***** INFORMATION SUPPLIED *****

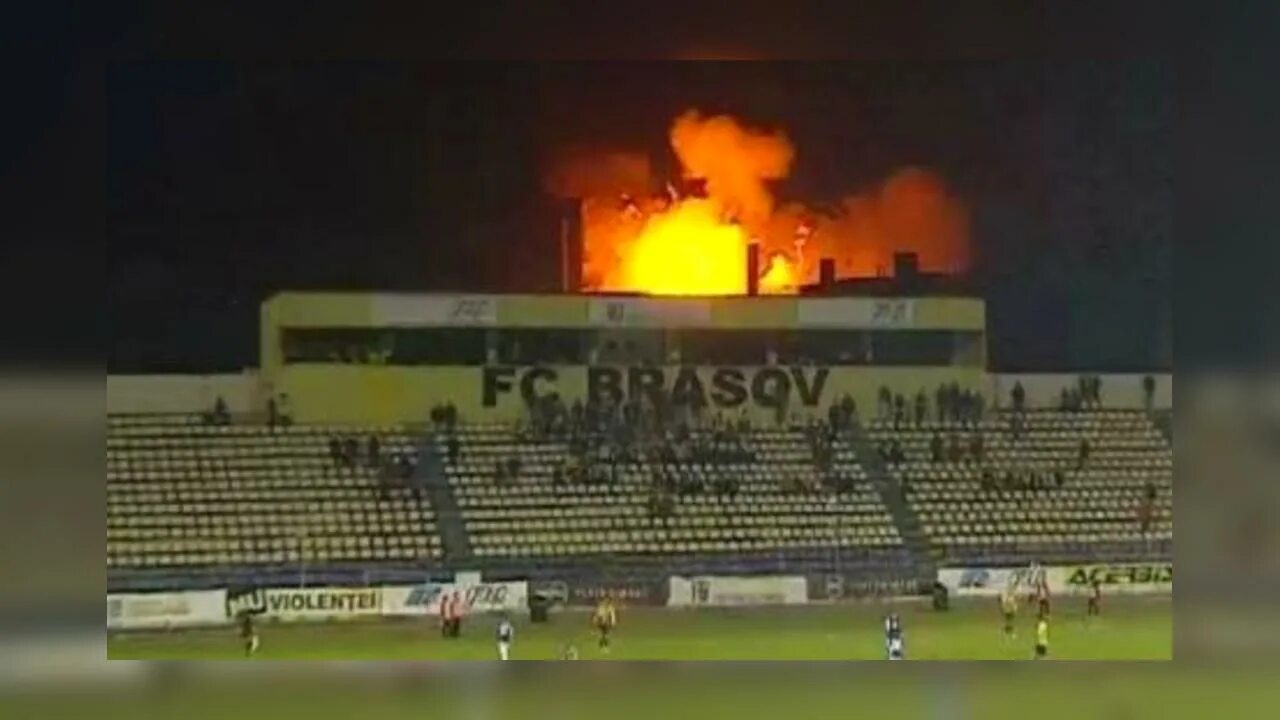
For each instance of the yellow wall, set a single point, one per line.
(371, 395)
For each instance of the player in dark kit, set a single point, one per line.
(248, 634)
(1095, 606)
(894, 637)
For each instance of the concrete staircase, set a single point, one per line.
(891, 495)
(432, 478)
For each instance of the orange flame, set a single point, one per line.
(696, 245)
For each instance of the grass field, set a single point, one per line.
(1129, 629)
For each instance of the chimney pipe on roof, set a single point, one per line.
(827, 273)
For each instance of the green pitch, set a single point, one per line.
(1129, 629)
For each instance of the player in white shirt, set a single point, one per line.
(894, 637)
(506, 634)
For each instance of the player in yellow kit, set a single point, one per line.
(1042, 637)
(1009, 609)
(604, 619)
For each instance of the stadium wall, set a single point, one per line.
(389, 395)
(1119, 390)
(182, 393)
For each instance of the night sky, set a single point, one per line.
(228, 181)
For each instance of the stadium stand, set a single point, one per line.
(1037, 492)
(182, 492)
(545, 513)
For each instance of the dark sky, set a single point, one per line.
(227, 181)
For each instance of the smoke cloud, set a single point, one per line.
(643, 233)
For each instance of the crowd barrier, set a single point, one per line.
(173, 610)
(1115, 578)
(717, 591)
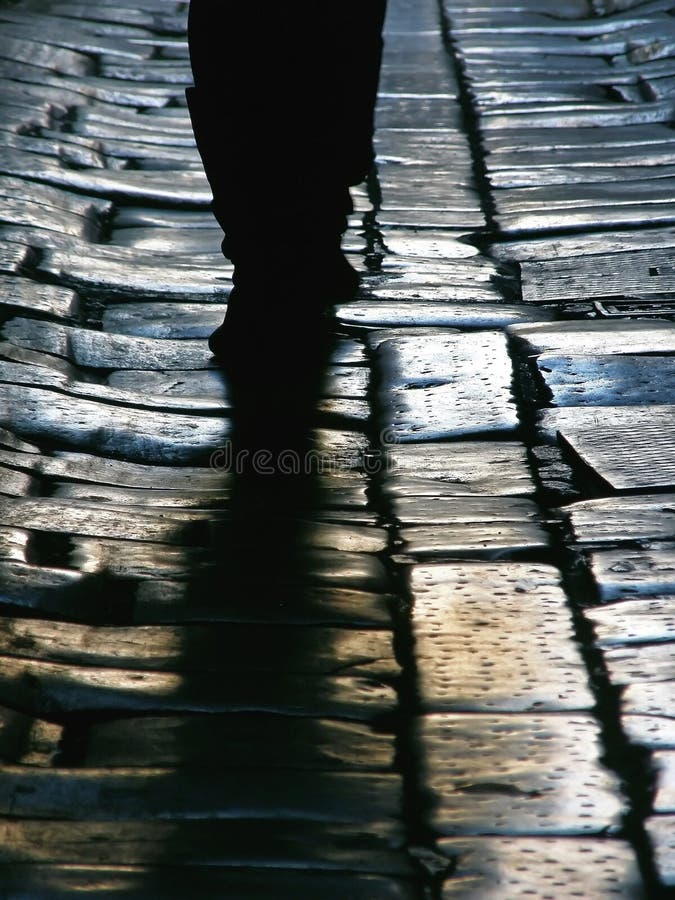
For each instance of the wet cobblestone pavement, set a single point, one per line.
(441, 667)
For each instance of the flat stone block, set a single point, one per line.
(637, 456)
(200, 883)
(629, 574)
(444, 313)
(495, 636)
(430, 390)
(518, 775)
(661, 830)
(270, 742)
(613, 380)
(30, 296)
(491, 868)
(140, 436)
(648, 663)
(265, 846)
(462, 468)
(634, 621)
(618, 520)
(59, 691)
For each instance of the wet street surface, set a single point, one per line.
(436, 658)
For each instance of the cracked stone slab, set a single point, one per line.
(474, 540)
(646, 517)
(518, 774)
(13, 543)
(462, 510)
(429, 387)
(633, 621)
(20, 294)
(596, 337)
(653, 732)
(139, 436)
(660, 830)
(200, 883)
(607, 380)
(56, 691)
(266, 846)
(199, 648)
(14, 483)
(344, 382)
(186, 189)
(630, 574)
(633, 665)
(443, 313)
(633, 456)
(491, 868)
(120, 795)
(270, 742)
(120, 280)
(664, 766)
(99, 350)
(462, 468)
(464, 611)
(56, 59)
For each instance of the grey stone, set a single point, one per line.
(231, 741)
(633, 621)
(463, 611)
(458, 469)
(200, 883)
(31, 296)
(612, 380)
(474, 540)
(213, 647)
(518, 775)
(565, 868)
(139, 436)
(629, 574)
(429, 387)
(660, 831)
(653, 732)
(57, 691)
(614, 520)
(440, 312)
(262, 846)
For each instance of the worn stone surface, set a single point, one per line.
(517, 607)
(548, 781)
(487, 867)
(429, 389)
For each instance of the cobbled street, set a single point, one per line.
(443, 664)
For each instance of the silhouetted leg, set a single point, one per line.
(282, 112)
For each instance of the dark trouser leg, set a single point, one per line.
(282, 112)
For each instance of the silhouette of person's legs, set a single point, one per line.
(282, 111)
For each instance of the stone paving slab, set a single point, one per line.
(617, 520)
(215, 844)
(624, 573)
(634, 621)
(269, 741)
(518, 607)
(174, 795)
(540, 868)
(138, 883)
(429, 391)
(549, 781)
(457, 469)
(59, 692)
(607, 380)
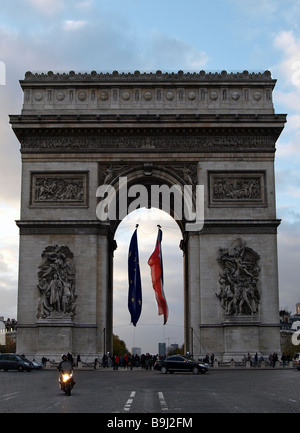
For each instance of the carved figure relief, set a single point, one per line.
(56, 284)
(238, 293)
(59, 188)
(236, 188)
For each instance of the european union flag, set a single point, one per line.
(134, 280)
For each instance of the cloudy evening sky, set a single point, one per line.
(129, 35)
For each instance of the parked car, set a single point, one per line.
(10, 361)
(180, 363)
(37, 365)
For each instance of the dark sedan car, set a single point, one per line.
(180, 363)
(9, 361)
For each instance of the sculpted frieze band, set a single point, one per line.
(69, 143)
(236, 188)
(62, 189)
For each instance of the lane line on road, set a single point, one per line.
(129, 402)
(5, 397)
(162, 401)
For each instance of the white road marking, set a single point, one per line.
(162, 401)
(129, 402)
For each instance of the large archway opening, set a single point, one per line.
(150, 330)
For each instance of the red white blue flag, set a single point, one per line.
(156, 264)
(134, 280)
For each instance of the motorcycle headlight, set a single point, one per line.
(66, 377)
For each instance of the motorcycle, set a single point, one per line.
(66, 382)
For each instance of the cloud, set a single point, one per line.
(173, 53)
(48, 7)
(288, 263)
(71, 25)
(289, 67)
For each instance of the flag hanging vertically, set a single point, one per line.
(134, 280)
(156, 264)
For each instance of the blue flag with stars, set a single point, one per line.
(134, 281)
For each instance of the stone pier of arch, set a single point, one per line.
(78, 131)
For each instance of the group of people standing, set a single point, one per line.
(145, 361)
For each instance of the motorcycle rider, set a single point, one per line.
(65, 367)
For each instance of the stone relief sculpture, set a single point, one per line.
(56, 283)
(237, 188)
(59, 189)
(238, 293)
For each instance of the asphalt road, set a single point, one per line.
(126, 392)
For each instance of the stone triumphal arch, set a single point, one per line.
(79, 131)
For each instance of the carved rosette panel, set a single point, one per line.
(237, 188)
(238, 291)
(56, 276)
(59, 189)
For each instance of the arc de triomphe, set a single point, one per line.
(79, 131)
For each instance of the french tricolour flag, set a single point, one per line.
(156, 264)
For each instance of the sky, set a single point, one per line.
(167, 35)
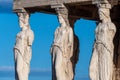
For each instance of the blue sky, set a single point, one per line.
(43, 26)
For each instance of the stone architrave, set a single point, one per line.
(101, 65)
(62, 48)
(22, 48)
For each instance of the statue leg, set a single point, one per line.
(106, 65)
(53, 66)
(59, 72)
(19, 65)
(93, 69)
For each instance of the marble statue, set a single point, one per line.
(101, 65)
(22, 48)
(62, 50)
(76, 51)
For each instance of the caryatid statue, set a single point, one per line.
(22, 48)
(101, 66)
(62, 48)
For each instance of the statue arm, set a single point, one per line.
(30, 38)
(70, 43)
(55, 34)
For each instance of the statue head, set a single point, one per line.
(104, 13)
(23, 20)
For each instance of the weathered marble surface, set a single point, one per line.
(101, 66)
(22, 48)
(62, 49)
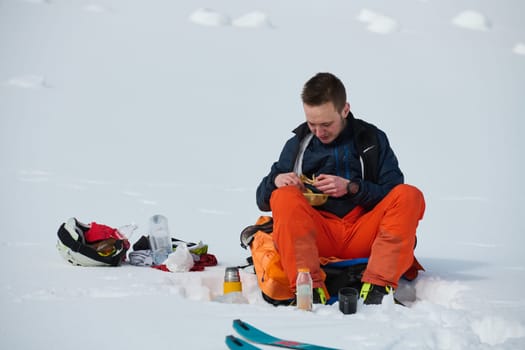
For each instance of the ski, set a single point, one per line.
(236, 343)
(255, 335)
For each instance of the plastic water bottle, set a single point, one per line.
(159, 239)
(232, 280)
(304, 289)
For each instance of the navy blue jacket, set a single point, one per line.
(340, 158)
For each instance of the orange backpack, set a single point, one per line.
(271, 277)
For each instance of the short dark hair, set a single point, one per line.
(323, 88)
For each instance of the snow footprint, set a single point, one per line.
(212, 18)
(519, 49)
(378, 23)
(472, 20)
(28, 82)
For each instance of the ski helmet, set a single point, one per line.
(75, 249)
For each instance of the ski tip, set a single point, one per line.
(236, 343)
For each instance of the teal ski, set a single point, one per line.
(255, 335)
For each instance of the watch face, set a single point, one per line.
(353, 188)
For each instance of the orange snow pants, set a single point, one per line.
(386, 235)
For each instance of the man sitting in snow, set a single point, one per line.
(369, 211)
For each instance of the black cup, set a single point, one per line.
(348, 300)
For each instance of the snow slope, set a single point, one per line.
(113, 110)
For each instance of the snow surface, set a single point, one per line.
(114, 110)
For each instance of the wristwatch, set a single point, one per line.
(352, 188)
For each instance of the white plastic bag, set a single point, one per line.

*****

**WHAT THE TASK REQUIRES**
Copy every row above word for word, leaving out the pictures.

**TASK SOLUTION**
For each instance of the yellow wall, set a single point, one per line.
(371, 395)
For each instance of the player in dark kit, set a single point, one per line.
(248, 634)
(1095, 606)
(894, 637)
For each instance of the concrete staircase, set a single point, one per line.
(891, 495)
(432, 478)
For each instance of the orange flame, set a single point, one per line.
(696, 245)
For each instance of the grass field, set a single point, one per line.
(1129, 629)
For each instance of the chimney pipe on roof, set a single point, one per line.
(827, 273)
For each instance of the green pitch, set a single point, one per line.
(1129, 629)
For each instance of the player in white shirt, set a single point, one per line.
(894, 637)
(506, 634)
For each instance of the player in yellow kit, set a single point, one per line.
(1042, 637)
(1009, 609)
(604, 619)
For each instance of the stadium wall, set a single point, one per line.
(389, 395)
(1119, 390)
(182, 393)
For each instance of the night sky, set a single point, one per line.
(228, 181)
For each instance of the stadium stand, set a single point, one per line.
(1037, 492)
(182, 492)
(545, 513)
For each instance of the dark sky, set a single point, one per line.
(227, 181)
For each instance of the smoke cloud, set a single point, one per line.
(643, 233)
For each instance of the crowd barrier, set a single point, one per line.
(173, 610)
(1115, 578)
(717, 591)
For each instance of the wet cobblestone pavement, set a single point, one per line.
(441, 667)
For each instance of the flat stone block, set a single point, one per line.
(637, 456)
(200, 883)
(629, 574)
(444, 313)
(495, 636)
(430, 390)
(518, 775)
(661, 830)
(270, 742)
(613, 380)
(30, 296)
(491, 868)
(140, 436)
(648, 663)
(265, 846)
(462, 468)
(634, 621)
(618, 520)
(59, 691)
For each instance of the wet street surface, set a single point, one per line.
(436, 658)
For each instance of the cracked stone slab, set a single point, one per line.
(474, 540)
(646, 517)
(518, 774)
(13, 543)
(462, 510)
(429, 387)
(633, 621)
(20, 294)
(596, 337)
(653, 732)
(139, 436)
(660, 830)
(200, 883)
(607, 380)
(56, 691)
(266, 846)
(199, 648)
(14, 483)
(344, 382)
(186, 189)
(630, 574)
(633, 665)
(443, 313)
(633, 456)
(491, 868)
(120, 795)
(270, 742)
(120, 280)
(664, 766)
(99, 350)
(462, 468)
(464, 611)
(56, 59)
For each instance of the grey stone, set a single point, one per line.
(231, 741)
(633, 621)
(463, 611)
(458, 469)
(200, 883)
(31, 296)
(612, 380)
(474, 540)
(213, 647)
(518, 775)
(565, 868)
(139, 436)
(629, 574)
(429, 387)
(660, 831)
(653, 732)
(57, 691)
(614, 520)
(440, 312)
(262, 846)
For each instance of the worn stone surface, set a single point, one per line.
(517, 607)
(548, 781)
(487, 867)
(429, 389)
For each instance of the cobbled street, set a single point, one per line.
(443, 664)
For each instance of the silhouetted leg, set a single point, one per line.
(282, 112)
For each instance of the dark trouser leg, set a single point, one per line.
(282, 112)
For each instance of the silhouette of person's legs, set a single point, one per line.
(282, 111)
For each instance of the stone paving slab, set a single point, one per line.
(617, 520)
(215, 844)
(624, 573)
(634, 621)
(269, 741)
(518, 607)
(174, 795)
(540, 868)
(138, 883)
(429, 391)
(549, 781)
(457, 469)
(59, 692)
(607, 380)
For each instance of the carved figure relief, set a single point, one per line.
(56, 284)
(238, 293)
(59, 188)
(236, 188)
For each instance of the european union flag, set a single point, one per line.
(134, 280)
For each instance of the cloudy evening sky, set a single point, one per line.
(129, 35)
For each instance of the parked car, set a single point, one per line.
(10, 361)
(180, 363)
(37, 365)
For each instance of the dark sedan car, set a single point, one per line.
(180, 363)
(9, 361)
For each instance of the sculpted frieze band, set a single point, one per line.
(69, 143)
(236, 188)
(62, 189)
For each instance of the lane line on road, set a single point, one per line.
(129, 402)
(5, 397)
(162, 401)
For each instance of the white road marking, set a single point, one per line.
(162, 401)
(129, 402)
For each instance of the large archway opening, set a single point, one per line.
(150, 330)
For each instance of the red white blue flag, set a single point, one per line.
(156, 264)
(134, 280)
For each instance of the motorcycle headlight, set a single point, one per line.
(66, 377)
For each instance of the motorcycle, set a single point, one per line.
(66, 382)
For each instance of the cloud, set a single point, one per line.
(173, 53)
(48, 7)
(288, 263)
(71, 25)
(289, 67)
For each instance of the flag hanging vertically, set a single point, one per line.
(134, 280)
(156, 264)
For each instance of the blue flag with stars, set a single point, one per line.
(134, 281)
For each instance of the stone pier of arch, set a single point, one per line.
(78, 131)
For each instance of the group of people standing, set a single point, one per line.
(145, 361)
For each instance of the motorcycle rider, set a single point, one per line.
(65, 367)
For each instance of the stone relief sculpture, set a single point, one per line.
(56, 283)
(237, 188)
(59, 189)
(238, 293)
For each instance of the asphalt road, set a single point, one per line.
(126, 392)
For each instance of the stone triumphal arch, set a single point, one per line.
(79, 131)
For each instance of the carved rosette panel, set a single point, one per line.
(237, 188)
(238, 291)
(56, 276)
(59, 189)
For each instance of the arc de triomphe, set a single point, one per line.
(79, 131)
For each instance of the french tricolour flag, set a single point, one per line.
(156, 264)
For each instance of the sky, set a single point, one per line.
(167, 35)
For each instance of the blue sky, set a single point, one per line.
(43, 26)
For each instance of the stone architrave, set a single point, one per line.
(101, 65)
(62, 48)
(22, 48)
For each instance of the statue leg, set a single point, one per line.
(106, 65)
(53, 66)
(59, 72)
(19, 65)
(93, 69)
For each instance of the marble statue, set a single point, one per line.
(101, 65)
(22, 48)
(62, 50)
(76, 51)
For each instance of the caryatid statue, set a single point, one per line.
(22, 48)
(101, 66)
(62, 48)
For each instance of the statue arm, set a single point, one per line.
(30, 38)
(70, 43)
(55, 34)
For each instance of the statue head, set a single point, one per line.
(104, 13)
(23, 20)
For each instance of the weathered marble surface, set a single point, one per line.
(101, 66)
(22, 48)
(62, 49)
For each instance of the ski, set a single point, one per line.
(236, 343)
(255, 335)
For each instance of the plastic water bottle, set a single point, one per line.
(159, 239)
(232, 280)
(304, 289)
For each instance of the navy blue jacket, set a single point, one per line.
(340, 158)
For each instance of the orange backpack, set a single point, one per line.
(271, 277)
For each instance of the short dark hair, set a single point, one per line.
(323, 88)
For each instance of the snow footprint, set a single point, one per line.
(212, 18)
(519, 49)
(378, 23)
(472, 20)
(28, 82)
For each instance of the ski helmet, set a single point, one per line.
(75, 249)
For each instance of the ski tip, set a single point, one per line.
(236, 343)
For each instance of the teal ski, set a single point, one per line.
(255, 335)
For each instance of the watch face, set a single point, one per line.
(353, 188)
For each instance of the orange snow pants, set a single point, one per line.
(386, 235)
For each instance of the man sitting in snow, set a single point, one per line.
(369, 211)
For each instance of the black cup, set a single point, one per line.
(348, 300)
For each instance of the snow slope, set a single point, one per line.
(113, 110)
For each instance of the snow surface, set a single point, one per line.
(114, 110)
For each instance of the wristwatch, set a single point, one per line.
(352, 188)
For each instance of the white plastic bag, set a single point, one per line.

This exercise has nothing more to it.